Stromstad said the decision to build a new MVHS regional medical center in downtown Utica was made nearly four years ago after a thorough review of potential locations. Since that decision, significant time, money and resources have been invested into the design of the new facility.
“The St. Luke’s campus is no longer an option,” she said.
She added there were 20 businesses in the footprint of the new medical center, not 40, and the location is not one third of the historic infrastructure of downtown Utica.
Brock said under Columbia and Lafayette streets — within the footprint of the downtown hospital site — is some of the oldest infrastructure in Oneida County.
“You would have to literally rebuild that infrastructure — water, sewage, power, electricity and gas. I will say that of the $300 million we are getting from the state for this new hospital [Statewide Health Care Facility Transformation Program grant], $150 million will go toward rebuilding that infrastructure, leaving very little money to build a new hospital.
“I do not believe that this hospital will ever be built downtown. I will submit to you after filing suit with the Supreme Court in Albany that you won’t see shovels in the ground in downtown, ever.”
Stromstad said the cost to upgrade utilities alone, not including water, is less than $9 million — not $150 million.
Also, grant money is not going to be used for the infrastructure upgrade; it is being paid for by MVHS, she said.
“Further, the medical center project will benefit downtown Utica by upgrading and replacing old, unreliable systems located in these quadrants which would otherwise only be updated over time as portions fail,” she said.
Brock said cities across the United States today are not building new hospitals in downtown areas.
“Now the ‘yes’ people like to point to hospitals that are being built in downtowns,” he said.
He said a new hospital in the Chicago, Ill. area was built 19 miles from downtown. Also, a new hospital in Tampa, Fla. is located near a community college and residential area, and is not downtown.
However, Stromstad said there are a number of hospitals that have been built in downtown areas and they have, in fact, been cited as a key reason for the revitalization of downtown areas.
One example in the Northeast is St. Vincent Medical Center in Worcester, Mass.
She pointed to a Nov. 9, 2018 article in the Worcester Telegram-Gazette that stated, “Medicine has been key to Worcester’s revitalization in the new millennium. The East Central Urban Renewal Project was renamed the Medical City project and resulted in the relocation of St. Vincent Hospital from high on Vernon Hill to a downtown site just a few blocks away in 2000.”

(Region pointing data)

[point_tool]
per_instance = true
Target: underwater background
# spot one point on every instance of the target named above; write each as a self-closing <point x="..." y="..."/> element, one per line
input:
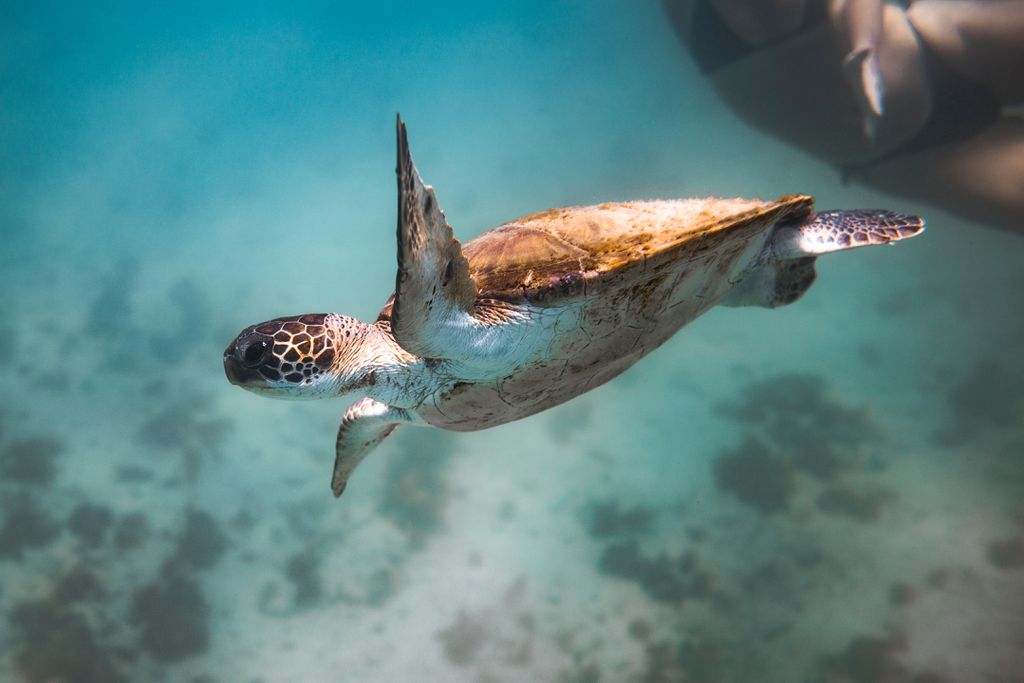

#### Task statement
Pick up the text about the downtown Utica hospital dispute right after its final sentence and keep writing it. The data above was drawn from a different source than the text.

#### Answer to this problem
Bone of contention
Brock claims that several board members from MVHS told him that the $300 million in state aid would be withheld if the project did not locate downtown.
However, Stromstad said the downtown location for the new medical center was supported by the state as part of a larger initiative to revitalize urban centers in Upstate New York.
Because of that state support, MVHS was granted $300 million in Health Care Facility Transformation monies.
In order to obtain the grant, the hospital needed to be located in Oneida County’s largest population center, which is the city of Utica, Stromstad noted.
In addition to state and regional government support, the downtown location offers better accessibility because of its location to major highways and public transportation, she added.
Building at or expanding on the St. Luke’s campus is no longer an option and is not viable for a number of reasons, she said.
“There is not enough adjoining acreage that is not currently being used to support the design of a new medical center,” said Stromstad, noting there are also other buildings on the site — the Center for Rehabilitation and Continuing Care Services, a dental center, onsite day care buildings, and other additional buildings.
Stromstad also noted there are federally regulated wetlands on the St. Luke’s campus.
She said both hospital campuses — St. Elizabeth and St. Luke’s — need to remain open and functional during construction to meet the needs of patients and community members.